:: ACTION ITEM ::
Within the entries below, find the portion that opens with the line containing "box: [81, 832, 313, 879]" and closes with the line containing "box: [1074, 429, 1736, 553]". Retype that portion exactly and only.

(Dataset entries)

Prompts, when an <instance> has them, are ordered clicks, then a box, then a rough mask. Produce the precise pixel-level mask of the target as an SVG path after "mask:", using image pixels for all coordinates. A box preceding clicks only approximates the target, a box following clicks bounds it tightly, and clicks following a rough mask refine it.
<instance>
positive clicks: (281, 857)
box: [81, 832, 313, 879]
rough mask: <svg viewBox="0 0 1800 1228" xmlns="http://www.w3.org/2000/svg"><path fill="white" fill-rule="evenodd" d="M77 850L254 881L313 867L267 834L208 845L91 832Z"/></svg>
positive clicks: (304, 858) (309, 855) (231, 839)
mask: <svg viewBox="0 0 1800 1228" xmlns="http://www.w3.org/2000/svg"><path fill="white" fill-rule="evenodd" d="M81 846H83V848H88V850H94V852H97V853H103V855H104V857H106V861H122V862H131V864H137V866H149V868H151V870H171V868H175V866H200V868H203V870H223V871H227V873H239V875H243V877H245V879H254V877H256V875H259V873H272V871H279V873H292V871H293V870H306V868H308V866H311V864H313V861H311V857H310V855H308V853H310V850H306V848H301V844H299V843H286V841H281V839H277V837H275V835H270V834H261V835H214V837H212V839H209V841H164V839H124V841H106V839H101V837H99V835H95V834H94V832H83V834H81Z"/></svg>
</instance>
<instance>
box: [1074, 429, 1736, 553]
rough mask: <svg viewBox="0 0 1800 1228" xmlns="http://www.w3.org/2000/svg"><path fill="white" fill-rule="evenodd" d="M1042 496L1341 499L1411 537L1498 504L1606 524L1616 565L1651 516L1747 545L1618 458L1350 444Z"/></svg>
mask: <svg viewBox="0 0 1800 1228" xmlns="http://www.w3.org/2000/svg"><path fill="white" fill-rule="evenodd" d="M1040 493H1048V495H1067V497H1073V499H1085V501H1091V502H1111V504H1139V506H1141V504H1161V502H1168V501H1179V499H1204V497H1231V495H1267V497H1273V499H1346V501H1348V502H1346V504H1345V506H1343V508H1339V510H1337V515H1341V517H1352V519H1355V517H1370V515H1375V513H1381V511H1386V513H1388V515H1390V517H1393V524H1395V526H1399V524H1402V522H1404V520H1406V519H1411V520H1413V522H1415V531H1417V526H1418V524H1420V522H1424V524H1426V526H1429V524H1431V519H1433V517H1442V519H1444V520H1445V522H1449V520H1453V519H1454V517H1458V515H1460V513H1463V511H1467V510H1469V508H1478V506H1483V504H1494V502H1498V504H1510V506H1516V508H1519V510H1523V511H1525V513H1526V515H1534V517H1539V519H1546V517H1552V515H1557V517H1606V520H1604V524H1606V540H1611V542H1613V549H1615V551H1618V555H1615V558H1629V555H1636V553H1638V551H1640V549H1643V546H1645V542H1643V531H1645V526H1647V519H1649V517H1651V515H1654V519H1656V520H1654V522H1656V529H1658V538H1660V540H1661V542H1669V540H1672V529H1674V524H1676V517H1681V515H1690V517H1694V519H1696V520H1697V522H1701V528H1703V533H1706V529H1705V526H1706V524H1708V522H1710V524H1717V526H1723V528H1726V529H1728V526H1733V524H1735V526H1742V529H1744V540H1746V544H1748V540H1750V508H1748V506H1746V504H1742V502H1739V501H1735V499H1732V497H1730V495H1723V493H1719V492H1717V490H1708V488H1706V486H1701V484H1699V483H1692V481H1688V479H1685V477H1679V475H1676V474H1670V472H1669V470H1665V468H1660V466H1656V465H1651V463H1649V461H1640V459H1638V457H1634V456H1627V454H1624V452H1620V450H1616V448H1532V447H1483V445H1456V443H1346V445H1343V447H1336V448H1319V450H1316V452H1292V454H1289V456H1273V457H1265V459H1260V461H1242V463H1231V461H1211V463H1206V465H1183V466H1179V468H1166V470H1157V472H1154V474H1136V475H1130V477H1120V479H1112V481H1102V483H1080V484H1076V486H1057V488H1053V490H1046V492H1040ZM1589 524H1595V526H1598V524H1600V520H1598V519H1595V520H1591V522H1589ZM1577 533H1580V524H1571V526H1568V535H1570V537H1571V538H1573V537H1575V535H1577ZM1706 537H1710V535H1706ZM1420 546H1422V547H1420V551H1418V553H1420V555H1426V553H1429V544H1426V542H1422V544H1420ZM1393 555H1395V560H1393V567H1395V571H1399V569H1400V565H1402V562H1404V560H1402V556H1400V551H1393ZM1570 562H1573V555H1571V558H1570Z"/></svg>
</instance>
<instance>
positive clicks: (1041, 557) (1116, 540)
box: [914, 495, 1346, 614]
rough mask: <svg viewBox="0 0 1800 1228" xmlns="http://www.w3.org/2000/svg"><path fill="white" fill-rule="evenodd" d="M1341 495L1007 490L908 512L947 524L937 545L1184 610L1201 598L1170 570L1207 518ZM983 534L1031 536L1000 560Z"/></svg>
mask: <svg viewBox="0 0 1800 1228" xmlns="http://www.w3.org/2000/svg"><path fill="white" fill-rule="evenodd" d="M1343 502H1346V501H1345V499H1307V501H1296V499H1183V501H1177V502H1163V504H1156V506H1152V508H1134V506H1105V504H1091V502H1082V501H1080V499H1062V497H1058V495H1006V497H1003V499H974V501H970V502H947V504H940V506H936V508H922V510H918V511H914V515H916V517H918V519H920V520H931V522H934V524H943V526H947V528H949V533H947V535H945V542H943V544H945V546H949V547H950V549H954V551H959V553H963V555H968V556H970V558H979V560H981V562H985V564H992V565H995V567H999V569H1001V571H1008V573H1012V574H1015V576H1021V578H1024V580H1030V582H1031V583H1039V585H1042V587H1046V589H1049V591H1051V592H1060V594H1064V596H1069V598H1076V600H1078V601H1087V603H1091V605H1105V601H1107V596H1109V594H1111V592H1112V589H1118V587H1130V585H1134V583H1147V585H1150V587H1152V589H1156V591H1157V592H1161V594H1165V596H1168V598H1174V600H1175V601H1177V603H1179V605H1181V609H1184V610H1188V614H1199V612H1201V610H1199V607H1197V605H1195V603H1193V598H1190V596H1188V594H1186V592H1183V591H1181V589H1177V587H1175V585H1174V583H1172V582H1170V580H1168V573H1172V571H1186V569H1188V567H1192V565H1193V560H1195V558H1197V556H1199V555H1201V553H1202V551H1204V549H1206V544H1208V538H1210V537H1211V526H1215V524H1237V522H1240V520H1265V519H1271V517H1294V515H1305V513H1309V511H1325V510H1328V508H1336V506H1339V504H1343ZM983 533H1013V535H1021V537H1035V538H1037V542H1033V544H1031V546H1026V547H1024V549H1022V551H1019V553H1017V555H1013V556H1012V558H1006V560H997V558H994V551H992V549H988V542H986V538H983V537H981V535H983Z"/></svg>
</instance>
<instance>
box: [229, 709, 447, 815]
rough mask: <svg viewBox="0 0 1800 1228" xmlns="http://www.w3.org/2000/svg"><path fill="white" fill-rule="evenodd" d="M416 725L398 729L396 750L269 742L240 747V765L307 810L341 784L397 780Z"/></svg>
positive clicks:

:: RESPONSE TO THE TASK ::
box: [81, 832, 313, 879]
rough mask: <svg viewBox="0 0 1800 1228" xmlns="http://www.w3.org/2000/svg"><path fill="white" fill-rule="evenodd" d="M77 850L254 881L313 867L267 834L208 845L91 832Z"/></svg>
positive clicks: (304, 858) (309, 855) (231, 839)
mask: <svg viewBox="0 0 1800 1228" xmlns="http://www.w3.org/2000/svg"><path fill="white" fill-rule="evenodd" d="M81 846H83V848H88V850H94V852H97V853H103V855H104V857H106V861H122V862H131V864H137V866H149V868H151V870H171V868H175V866H200V868H203V870H223V871H227V873H239V875H243V877H245V879H254V877H256V875H259V873H272V871H279V873H292V871H293V870H306V868H308V866H311V864H313V861H311V857H310V855H308V853H310V850H306V848H301V844H299V843H286V841H281V839H277V837H275V835H270V834H261V835H214V837H212V839H209V841H164V839H124V841H106V839H101V837H99V835H95V834H94V832H83V834H81Z"/></svg>
</instance>
<instance>
box: [1074, 429, 1736, 553]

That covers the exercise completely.